*PASSAGE*
──────
Videos: Farming Robots, Humanoid Robots, and More

Video Friday is your weekly selection of awesome robotics videos, collected by your friends at IEEE Spectrum robotics. We also post a weekly calendar of upcoming robotics events for the next few months. Please send us your events for inclusion.

ICRA 2026: 1–5 June 2026, VIENNA

Enjoy today’s videos!

Our robots Lynx M20 help transport harvested crops in mountainous farmland—tackling the rural “last mile” logistics challenge.

[ DEEP Robotics ]

Once again, I would point out that now that we are reaching peak humanoid robots doing humanoid things, we are inevitably about to see humanoid robots doing non-humanoid things.

[ Unitree ]

In a study, a team of researchers from the Max Planck Institute for Intelligent Systems, the University of Michigan, and Cornell University show that groups of magnetic microrobots can generate fluidic forces strong enough to rotate objects in different directions without touching them. These microrobot swarms can turn gear systems, rotate objects much larger than the robots themselves, assemble structures on their own, and even pull in or push away many small objects.

[ Science ] via [ Max Planck Institute ]

Bipedal—or two-legged—autonomous robots can be quite agile. This makes them useful for performing tasks on uneven terrain, such as carrying equipment through outdoor environments or performing maintenance on an ocean-going ship. However, unstable or unpredictable conditions also increase the possibility of a robot wipeout. Until now, there’s been a significant lack of research into how a robot recovers when its direction shifts—for example, a robot losing balance when a truck makes a quick turn. The team aims to fix this research gap.

[ Georgia Tech ]

Robotics is about controlling energy, motion, and uncertainty in the real world.

[ Carnegie Mellon University ]

Delicious dinner cooked by our robot Robody. We’ve asked our investors to speak about why they’re along for the ride.

[ Devanthro ]

Tilt-rotor aerial robots enable omnidirectional maneuvering through thrust vectoring, but introduce significant control challenges due to the strong coupling between joint and rotor dynamics. This work investigates reinforcement learning for omnidirectional aerial motion control on over-actuated tiltable quadrotors that prioritizes robustness and agility.

[ DRAGON Lab ]

At the CMU Robotic Innovation Center’s 75,000-gallon water tank, members of the TartanAUV student group worked to further develop their autonomous underwater vehicle (AUV) called Osprey. The team, which takes part in the annual RoboSub competition sponsored by the U.S. Office of Naval Research, is comprised primarily of undergraduate engineering and robotics students.
──────
*EXCERPTED RECORDS*
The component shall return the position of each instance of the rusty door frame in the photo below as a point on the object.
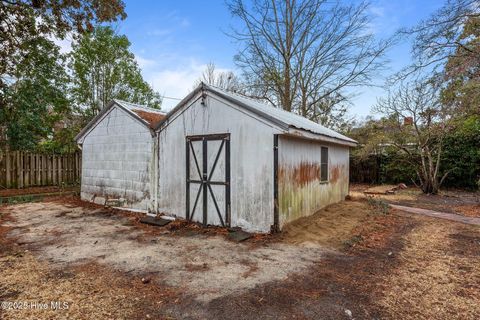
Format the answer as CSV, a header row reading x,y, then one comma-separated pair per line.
x,y
205,177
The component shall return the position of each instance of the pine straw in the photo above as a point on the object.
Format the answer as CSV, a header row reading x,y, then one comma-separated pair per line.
x,y
438,276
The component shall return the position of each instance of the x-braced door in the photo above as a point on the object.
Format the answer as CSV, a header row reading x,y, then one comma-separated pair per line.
x,y
208,179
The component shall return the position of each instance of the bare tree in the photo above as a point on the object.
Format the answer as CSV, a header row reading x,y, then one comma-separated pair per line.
x,y
302,55
223,79
422,140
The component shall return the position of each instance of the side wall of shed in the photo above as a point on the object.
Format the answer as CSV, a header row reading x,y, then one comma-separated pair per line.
x,y
117,161
251,161
301,193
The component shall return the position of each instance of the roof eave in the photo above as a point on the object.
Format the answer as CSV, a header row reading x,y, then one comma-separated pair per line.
x,y
301,133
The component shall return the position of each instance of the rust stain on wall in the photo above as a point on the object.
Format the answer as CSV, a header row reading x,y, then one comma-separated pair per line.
x,y
300,175
334,174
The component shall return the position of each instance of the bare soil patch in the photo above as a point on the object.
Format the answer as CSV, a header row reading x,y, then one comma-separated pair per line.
x,y
456,201
331,227
206,265
36,190
385,266
439,275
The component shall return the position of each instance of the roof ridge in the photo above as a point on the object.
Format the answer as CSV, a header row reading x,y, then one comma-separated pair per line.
x,y
138,106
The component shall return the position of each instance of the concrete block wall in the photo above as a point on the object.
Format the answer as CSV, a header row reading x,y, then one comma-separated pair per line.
x,y
117,161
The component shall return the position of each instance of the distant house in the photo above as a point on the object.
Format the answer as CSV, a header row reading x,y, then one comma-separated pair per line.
x,y
220,158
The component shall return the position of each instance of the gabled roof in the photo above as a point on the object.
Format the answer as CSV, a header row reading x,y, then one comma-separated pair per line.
x,y
149,117
284,119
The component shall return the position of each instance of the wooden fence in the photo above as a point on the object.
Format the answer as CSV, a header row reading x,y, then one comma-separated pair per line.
x,y
24,169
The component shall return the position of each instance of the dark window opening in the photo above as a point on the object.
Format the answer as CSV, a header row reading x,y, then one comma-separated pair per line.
x,y
324,164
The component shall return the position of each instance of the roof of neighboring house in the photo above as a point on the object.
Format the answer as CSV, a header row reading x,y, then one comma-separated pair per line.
x,y
147,116
150,115
280,117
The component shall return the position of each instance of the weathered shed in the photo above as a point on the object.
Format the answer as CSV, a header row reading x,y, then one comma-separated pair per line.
x,y
224,159
118,162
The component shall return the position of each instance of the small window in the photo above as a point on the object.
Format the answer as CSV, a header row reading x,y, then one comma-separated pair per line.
x,y
324,164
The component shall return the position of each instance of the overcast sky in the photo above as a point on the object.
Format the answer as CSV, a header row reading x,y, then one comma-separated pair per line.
x,y
174,40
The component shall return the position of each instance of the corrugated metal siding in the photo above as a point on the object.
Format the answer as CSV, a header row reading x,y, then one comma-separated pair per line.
x,y
301,193
251,145
116,159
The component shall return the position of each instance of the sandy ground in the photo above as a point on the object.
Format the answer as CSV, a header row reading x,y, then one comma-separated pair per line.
x,y
460,202
36,190
439,277
348,261
205,266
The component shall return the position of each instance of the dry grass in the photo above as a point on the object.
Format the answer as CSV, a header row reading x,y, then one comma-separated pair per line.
x,y
468,210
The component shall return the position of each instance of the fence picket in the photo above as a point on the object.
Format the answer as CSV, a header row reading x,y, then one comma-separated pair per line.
x,y
24,169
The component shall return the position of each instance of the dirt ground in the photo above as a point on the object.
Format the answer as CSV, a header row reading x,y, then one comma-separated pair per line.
x,y
348,261
36,190
461,202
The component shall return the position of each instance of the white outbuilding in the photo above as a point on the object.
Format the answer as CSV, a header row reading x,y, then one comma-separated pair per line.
x,y
218,158
224,159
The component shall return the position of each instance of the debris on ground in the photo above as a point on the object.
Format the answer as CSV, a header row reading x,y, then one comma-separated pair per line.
x,y
155,221
239,235
385,189
330,227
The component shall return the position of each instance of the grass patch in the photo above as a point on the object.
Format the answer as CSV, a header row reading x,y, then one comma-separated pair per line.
x,y
352,241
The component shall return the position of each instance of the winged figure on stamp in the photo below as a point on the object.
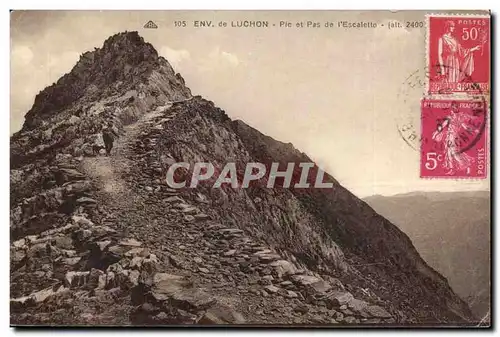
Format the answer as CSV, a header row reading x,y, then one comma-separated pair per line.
x,y
455,61
449,132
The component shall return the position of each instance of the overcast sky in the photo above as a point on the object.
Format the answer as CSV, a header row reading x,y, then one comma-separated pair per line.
x,y
333,93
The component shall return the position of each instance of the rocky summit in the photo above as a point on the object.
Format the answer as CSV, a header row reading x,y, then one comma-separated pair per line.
x,y
103,240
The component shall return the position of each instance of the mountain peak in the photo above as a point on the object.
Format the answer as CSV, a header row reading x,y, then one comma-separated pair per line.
x,y
123,62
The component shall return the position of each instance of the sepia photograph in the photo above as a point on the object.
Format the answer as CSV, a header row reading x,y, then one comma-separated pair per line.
x,y
296,169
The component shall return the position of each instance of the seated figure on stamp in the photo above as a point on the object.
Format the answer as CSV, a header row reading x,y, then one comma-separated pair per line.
x,y
455,61
450,131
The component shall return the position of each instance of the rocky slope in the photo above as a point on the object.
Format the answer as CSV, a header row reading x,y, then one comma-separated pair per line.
x,y
103,240
452,233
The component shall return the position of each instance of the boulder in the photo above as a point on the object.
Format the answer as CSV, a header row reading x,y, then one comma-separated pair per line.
x,y
283,267
377,311
339,298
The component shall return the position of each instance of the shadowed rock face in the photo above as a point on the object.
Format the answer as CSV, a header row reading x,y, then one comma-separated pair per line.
x,y
91,232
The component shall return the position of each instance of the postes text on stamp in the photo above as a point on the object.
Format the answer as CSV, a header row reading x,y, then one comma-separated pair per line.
x,y
454,139
458,54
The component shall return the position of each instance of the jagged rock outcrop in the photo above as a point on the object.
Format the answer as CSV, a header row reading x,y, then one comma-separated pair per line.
x,y
104,240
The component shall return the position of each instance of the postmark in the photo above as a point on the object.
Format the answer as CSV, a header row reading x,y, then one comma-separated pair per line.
x,y
453,138
458,54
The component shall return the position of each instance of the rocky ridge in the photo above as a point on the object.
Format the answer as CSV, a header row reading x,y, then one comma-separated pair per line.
x,y
104,241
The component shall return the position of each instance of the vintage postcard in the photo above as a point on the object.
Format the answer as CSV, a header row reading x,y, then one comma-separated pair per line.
x,y
250,168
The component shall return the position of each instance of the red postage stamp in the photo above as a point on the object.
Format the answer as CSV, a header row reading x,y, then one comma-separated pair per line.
x,y
458,54
453,143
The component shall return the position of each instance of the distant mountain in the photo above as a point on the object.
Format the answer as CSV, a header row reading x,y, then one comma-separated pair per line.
x,y
451,231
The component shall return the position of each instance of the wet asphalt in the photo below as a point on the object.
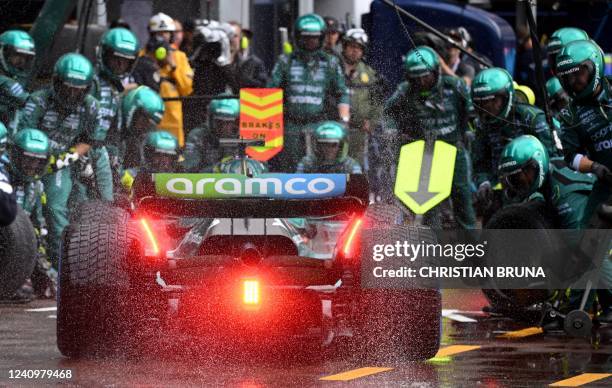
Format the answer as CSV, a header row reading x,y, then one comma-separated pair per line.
x,y
476,350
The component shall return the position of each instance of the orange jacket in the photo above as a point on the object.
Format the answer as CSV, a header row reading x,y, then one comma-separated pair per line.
x,y
175,84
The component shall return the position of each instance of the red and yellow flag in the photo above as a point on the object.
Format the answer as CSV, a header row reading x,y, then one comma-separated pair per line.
x,y
261,117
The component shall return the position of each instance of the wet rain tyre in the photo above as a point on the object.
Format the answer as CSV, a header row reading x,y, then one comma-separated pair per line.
x,y
17,253
96,303
382,214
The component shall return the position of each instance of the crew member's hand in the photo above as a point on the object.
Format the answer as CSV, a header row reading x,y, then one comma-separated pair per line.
x,y
601,172
169,60
63,160
484,191
366,126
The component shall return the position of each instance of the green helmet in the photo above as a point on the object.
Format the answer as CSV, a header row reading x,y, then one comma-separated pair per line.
x,y
490,83
553,86
3,138
161,151
246,166
17,51
420,62
117,52
560,38
576,56
524,166
145,100
558,96
331,132
30,153
226,109
74,70
309,25
72,78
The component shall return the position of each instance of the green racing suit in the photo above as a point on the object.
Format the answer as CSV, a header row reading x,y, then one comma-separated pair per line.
x,y
311,83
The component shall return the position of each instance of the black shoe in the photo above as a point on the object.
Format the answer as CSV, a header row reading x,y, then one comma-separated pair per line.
x,y
605,317
25,294
554,324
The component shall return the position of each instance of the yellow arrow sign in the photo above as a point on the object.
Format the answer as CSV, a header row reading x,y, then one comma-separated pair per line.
x,y
425,178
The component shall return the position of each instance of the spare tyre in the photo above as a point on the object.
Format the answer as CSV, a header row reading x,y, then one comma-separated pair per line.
x,y
17,253
99,212
534,215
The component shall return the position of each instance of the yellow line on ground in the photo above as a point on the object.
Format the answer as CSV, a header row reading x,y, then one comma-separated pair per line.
x,y
455,349
522,333
579,380
355,374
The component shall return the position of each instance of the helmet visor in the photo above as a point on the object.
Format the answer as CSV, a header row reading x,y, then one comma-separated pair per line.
x,y
119,64
226,128
576,79
327,150
162,161
310,41
519,182
19,59
491,106
69,95
31,164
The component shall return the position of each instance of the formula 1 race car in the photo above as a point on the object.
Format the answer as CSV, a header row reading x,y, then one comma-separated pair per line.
x,y
268,259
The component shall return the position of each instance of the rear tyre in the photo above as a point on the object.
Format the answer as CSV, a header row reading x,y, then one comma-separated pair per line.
x,y
17,253
99,303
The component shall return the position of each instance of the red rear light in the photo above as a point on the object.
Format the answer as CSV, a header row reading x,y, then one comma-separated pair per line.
x,y
152,247
250,292
350,240
351,243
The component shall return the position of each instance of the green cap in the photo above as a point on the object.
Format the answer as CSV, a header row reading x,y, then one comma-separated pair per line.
x,y
161,142
74,70
32,141
16,42
569,60
491,82
310,24
224,109
520,153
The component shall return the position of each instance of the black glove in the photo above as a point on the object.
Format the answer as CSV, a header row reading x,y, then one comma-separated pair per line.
x,y
485,191
601,172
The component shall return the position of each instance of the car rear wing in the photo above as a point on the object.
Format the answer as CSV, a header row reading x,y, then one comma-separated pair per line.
x,y
262,196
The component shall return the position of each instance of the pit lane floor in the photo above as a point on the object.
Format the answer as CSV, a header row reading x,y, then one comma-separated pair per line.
x,y
476,351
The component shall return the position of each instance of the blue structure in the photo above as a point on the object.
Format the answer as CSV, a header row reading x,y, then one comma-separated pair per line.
x,y
492,35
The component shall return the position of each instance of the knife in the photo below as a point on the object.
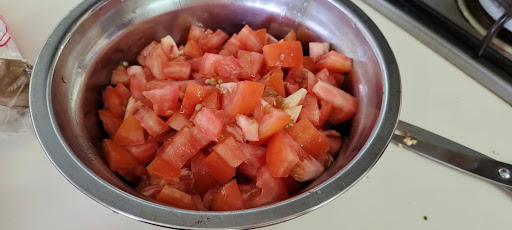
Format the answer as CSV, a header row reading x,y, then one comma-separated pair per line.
x,y
452,154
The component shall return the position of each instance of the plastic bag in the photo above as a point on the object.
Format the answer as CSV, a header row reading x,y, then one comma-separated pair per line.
x,y
14,83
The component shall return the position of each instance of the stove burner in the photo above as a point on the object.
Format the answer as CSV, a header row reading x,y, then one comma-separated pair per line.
x,y
482,22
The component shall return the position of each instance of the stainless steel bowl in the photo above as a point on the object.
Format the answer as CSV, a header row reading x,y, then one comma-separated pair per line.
x,y
78,57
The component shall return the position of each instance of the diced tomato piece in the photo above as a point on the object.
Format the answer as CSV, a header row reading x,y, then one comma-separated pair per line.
x,y
146,51
309,138
307,169
219,168
245,98
176,198
262,34
334,139
143,152
169,47
120,76
177,121
210,41
273,122
281,155
290,36
275,82
137,82
121,161
229,151
180,148
325,113
113,101
249,40
192,49
231,47
203,180
227,198
176,70
310,110
273,189
249,127
213,100
309,63
255,159
164,100
194,94
251,63
334,61
159,168
210,122
283,54
344,104
130,132
227,66
195,33
317,49
150,121
111,122
155,62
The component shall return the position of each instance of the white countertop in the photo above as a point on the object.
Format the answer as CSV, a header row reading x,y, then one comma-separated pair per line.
x,y
397,193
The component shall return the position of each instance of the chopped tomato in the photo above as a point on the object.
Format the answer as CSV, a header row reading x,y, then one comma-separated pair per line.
x,y
150,121
227,198
290,36
110,121
251,63
245,98
121,161
219,168
334,61
143,152
130,132
255,159
310,110
164,100
176,70
194,94
209,122
177,121
176,198
192,49
180,148
249,40
283,54
195,33
120,76
273,122
203,180
229,151
281,155
309,138
344,104
159,168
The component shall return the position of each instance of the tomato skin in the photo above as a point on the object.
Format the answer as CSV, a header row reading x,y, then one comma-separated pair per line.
x,y
283,54
230,152
111,122
334,61
227,198
130,132
159,168
150,121
176,198
219,168
121,161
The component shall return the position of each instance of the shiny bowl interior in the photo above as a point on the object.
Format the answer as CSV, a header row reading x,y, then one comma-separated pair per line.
x,y
75,65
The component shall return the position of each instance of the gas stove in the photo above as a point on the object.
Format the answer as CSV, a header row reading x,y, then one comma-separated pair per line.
x,y
474,35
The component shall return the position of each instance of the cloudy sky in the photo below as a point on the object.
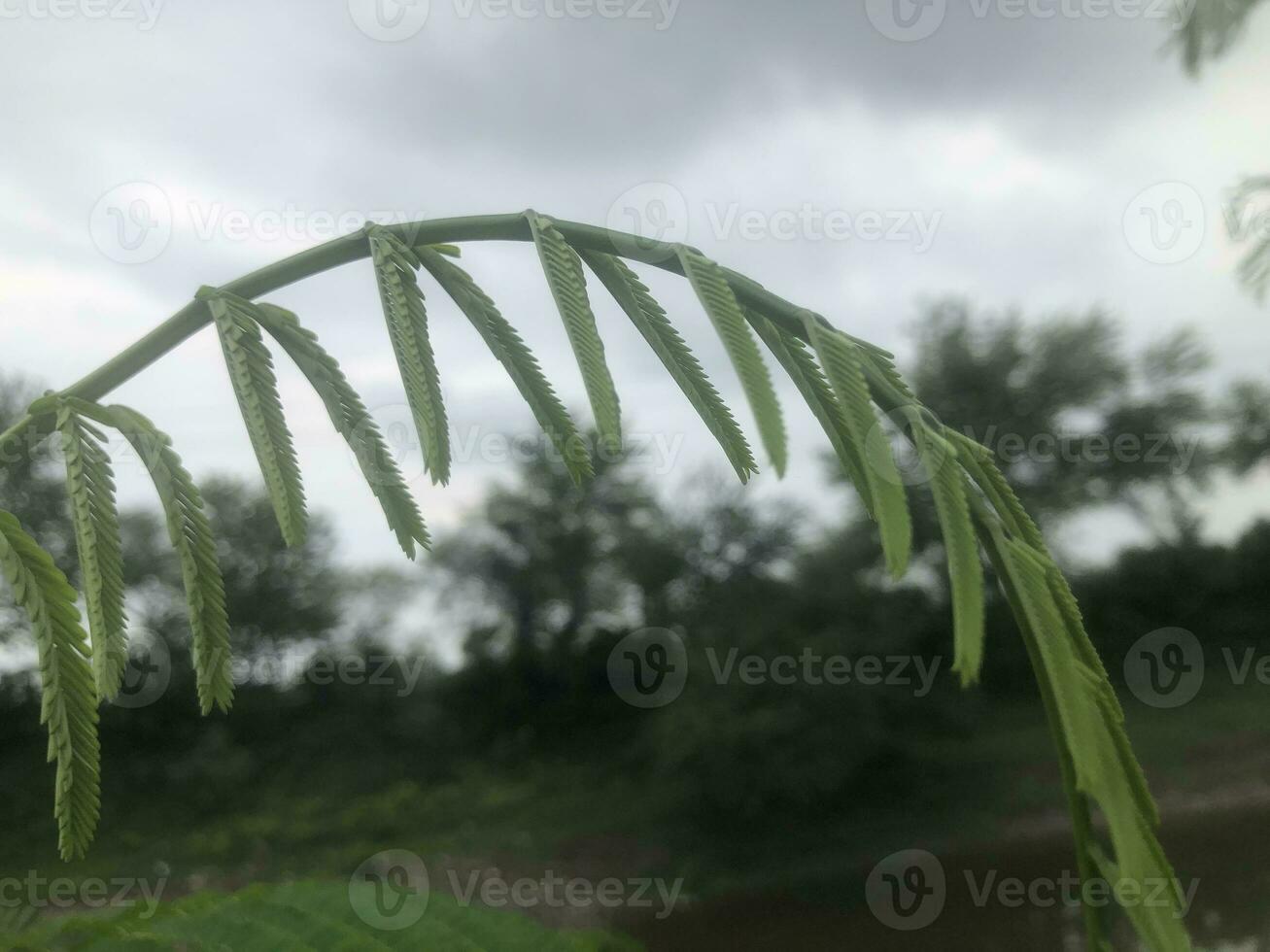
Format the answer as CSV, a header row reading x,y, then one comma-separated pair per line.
x,y
859,157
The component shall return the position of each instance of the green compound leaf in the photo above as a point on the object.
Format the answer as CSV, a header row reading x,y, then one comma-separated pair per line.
x,y
190,536
809,379
90,487
406,317
352,421
724,311
257,390
843,364
1093,736
516,357
69,702
569,289
948,489
649,319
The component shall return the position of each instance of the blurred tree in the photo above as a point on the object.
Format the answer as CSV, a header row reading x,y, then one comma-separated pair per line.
x,y
1074,421
555,559
1208,28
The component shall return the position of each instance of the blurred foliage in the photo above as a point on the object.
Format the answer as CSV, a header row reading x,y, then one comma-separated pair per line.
x,y
339,745
300,915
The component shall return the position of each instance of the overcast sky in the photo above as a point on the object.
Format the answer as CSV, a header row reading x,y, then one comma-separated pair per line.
──────
*BRIEF*
Pick up the robotics video roundup after its last sentence and keep it going. None of the material is needed here.

*TASK ANSWER*
[ Carnegie Mellon University ]

Sure seems like the only person who would want a robot dog is a person who does not in fact want a dog.

Compact size, industrial capability. Maximum torque of 90N·m, over 4 hours of no-load runtime, IP54 rainproof design. With a 15 kg payload, range exceeds 13 km. Open secondary development, empowering industry applications.

[ Unitree ]

If your robot video includes tasty baked goods it WILL be included in Video Friday.

[ QB Robotics ]

Astorino is a 6-axis educational robot created for practical and affordable teaching of robotics in schools and beyond. It has been created with 3D printing, so it allows for experimentation and the possible addition of parts. With its design and programming, it replicates the actions of industrial robots giving students the necessary skills for future work.

[ Astorino by Kawasaki ]

We need more autonomous driving datasets that accurately reflect how sucky driving can be a lot of the time.

[ ASRL ]

This Carnegie Mellon University Robotics Institute Seminar is by CMU’s own Victoria Webster-Wood, on “Robots as Models for Biology and Biology and Materials for Robots.”

In the last century, it was common to envision robots as shining metal structures with rigid and halting motion. This imagery is in contrast to the fluid and organic motion of living organisms that inhabit our natural world. The adaptability, complex control, and advanced learning capabilities observed in animals are not yet fully understood, and therefore have not been fully captured by current robotic systems. Furthermore, many of the mechanical properties and control capabilities seen in animals have yet to be achieved in robotic platforms. In this talk, I will share an interdisciplinary research vision for robots as models for neuroscience and biology as materials for robots.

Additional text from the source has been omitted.